ТЕКСТ ДЛЯ ЧТЕНИЯ:
====

В «Котике Летаеве» всё насыщено глубочайшими смыслами, – начиная от эпиграфа, взятого из «Войны и мира» (восклицание Наташи Ростовой[41]), и кончая каждой главой, каждым абзацем и даже каждой строчкой. Переполненные скрытыми смыслами пояснения, далекие от рационального понимания, встречают читателя с первых же страниц романа:

«<…> Мне – тридцать пять лет: самосознание разорвало мне мозг и кинулось в детство; я с разорванным мозгом смотрю, как дымятся мне клубы событий; как бегут они вспять…

Прошлое протянуто в душу; на рубеже третьего года встаю пред собой; мы – друг с другом беседуем; мы – понимаем друг друга.

Прошлый путь протянулся отчетливо: от ущелий первых младенческих лет до крутизн этого самосознающего мига; и от крутизн его до предсмертных ущелий – сбегает Грядущее; в них ледник изольется опять: водопадами чувств.

====

ИСХОДНЫЕ ДАННЫЕ:

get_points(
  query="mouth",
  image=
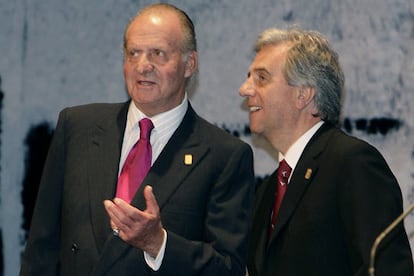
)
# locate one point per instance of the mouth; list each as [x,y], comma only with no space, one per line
[145,83]
[253,109]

====

ЗАДАНИЕ 1:
Объясните, почему, согласно цитате из отрывка о «Котике Летаеве», рассказчик смотрит на события «с разорванным мозгом».
ЗАДАНИЕ 2:
Напишите продолжение отрывка о «Котике Летаеве», начиная после последнего приведённого предложения.
Данные представляют собой отдельный материал.

ОТВЕТ 1:
Рассказчик объясняет это тем, что самосознание разорвало ему мозг и кинулось в детство. Поэтому в свои тридцать пять лет он с разорванным мозгом смотрит, как дымятся и бегут вспять клубы событий.

ОТВЕТ 2:
Мысли этого мига тронутся мне вдогонку лавиной; и в снежном крутне (так!) померкнет такое мне близкое, над головою висящее небо: изнемогу я над пропастью; путь нисхождения страшен…»

Писатель нашел удачную и оригинальную форму подачи материала беседы с самим собой, но не в настоящем или будущем, а в давно ушедших временах, причем – не в юности даже или в отрочестве, а в самом что ни на есть раннем детстве – от младенчества до трех лет. Ведь с точки зрения теософии и антропософии возраст сей вовсе не есть нечто бессознательное (в смысле отсутствия сознания как такового), напротив, представляет собой проявление закономерного этапа развития Космического разума, способного на любой стадии (в том числе и в младенчестве) приоткрывать самые сокровенные тайны своего бытия.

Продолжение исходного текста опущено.